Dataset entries

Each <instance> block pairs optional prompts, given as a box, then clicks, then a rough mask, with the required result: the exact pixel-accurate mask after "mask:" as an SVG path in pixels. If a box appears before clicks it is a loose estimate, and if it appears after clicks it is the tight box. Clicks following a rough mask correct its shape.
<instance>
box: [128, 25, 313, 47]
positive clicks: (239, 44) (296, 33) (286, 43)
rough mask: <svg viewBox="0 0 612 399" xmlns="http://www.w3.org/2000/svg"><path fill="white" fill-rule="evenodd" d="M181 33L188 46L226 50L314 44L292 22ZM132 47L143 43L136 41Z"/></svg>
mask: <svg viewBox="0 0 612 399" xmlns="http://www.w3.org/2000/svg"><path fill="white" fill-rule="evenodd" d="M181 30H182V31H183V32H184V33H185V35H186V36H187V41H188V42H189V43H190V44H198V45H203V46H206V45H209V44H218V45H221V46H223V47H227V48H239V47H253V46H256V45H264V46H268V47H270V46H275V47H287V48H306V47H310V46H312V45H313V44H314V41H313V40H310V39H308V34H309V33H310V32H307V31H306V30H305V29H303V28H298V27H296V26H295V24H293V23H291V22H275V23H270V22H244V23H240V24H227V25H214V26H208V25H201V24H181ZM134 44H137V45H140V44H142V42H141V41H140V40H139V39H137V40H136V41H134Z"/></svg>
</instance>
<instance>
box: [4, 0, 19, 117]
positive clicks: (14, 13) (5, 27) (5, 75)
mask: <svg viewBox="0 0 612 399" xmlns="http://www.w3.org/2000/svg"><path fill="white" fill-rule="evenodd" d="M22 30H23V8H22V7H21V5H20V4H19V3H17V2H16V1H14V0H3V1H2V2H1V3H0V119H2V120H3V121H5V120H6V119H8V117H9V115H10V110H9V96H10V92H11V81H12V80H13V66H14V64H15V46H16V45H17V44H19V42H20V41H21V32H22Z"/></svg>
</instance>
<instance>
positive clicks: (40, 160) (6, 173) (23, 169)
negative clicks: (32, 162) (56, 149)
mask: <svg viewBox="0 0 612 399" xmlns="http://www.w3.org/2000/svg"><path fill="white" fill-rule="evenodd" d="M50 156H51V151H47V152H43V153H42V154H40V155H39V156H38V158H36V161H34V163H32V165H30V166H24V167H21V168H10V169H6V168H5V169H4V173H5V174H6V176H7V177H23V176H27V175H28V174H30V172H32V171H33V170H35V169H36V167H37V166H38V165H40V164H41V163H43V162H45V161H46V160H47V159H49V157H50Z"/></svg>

Exercise aim:
Please copy out the entries above again, swapping "positive clicks" for "foreground clicks" wherever it occurs and leaving everything else as it is.

Response area:
Each <instance> block pairs optional prompts, given as a box, then clicks, then a rough mask, with the required result: the exact pixel-accurate mask after "mask:" as an SVG path in pixels. If a box appears before clicks it is a loose estimate, and if it appears after clicks it is the tight box. Clicks following a rough mask correct its shape.
<instance>
box: [128, 25, 313, 47]
foreground clicks: (239, 44) (296, 33) (286, 43)
rough mask: <svg viewBox="0 0 612 399" xmlns="http://www.w3.org/2000/svg"><path fill="white" fill-rule="evenodd" d="M181 33L188 46L226 50L314 44L292 22ZM132 47L143 43L136 41Z"/></svg>
mask: <svg viewBox="0 0 612 399" xmlns="http://www.w3.org/2000/svg"><path fill="white" fill-rule="evenodd" d="M181 30H182V31H183V32H184V33H185V35H186V36H187V41H188V42H189V43H190V44H198V45H203V46H206V45H209V44H218V45H221V46H223V47H227V48H239V47H253V46H256V45H264V46H268V47H270V46H275V47H287V48H306V47H310V46H312V45H313V44H314V41H313V40H310V39H308V34H309V33H310V32H307V31H306V30H305V29H303V28H298V27H296V26H295V24H293V23H291V22H275V23H270V22H244V23H240V24H227V25H214V26H208V25H201V24H181ZM134 44H137V45H140V44H142V42H141V41H140V40H139V39H137V40H136V41H134Z"/></svg>
</instance>
<instance>
box: [4, 0, 19, 117]
foreground clicks: (14, 13) (5, 27) (5, 75)
mask: <svg viewBox="0 0 612 399" xmlns="http://www.w3.org/2000/svg"><path fill="white" fill-rule="evenodd" d="M22 30H23V8H22V7H21V5H20V4H19V3H17V2H16V1H14V0H3V1H2V2H1V3H0V119H2V120H3V121H5V120H6V119H8V117H9V115H10V110H9V96H10V92H11V81H12V80H13V66H14V64H15V46H16V45H17V44H19V42H20V41H21V32H22Z"/></svg>
</instance>
<instance>
foreground clicks: (40, 160) (6, 173) (23, 169)
negative clicks: (32, 162) (56, 149)
mask: <svg viewBox="0 0 612 399" xmlns="http://www.w3.org/2000/svg"><path fill="white" fill-rule="evenodd" d="M50 156H51V151H47V152H43V153H42V154H40V155H39V156H38V158H36V161H34V163H32V165H30V166H24V167H21V168H10V169H6V168H5V169H4V173H5V174H6V176H7V177H23V176H27V175H28V174H30V172H32V171H33V170H35V169H36V167H37V166H38V165H40V164H41V163H43V162H45V161H46V160H47V159H49V157H50Z"/></svg>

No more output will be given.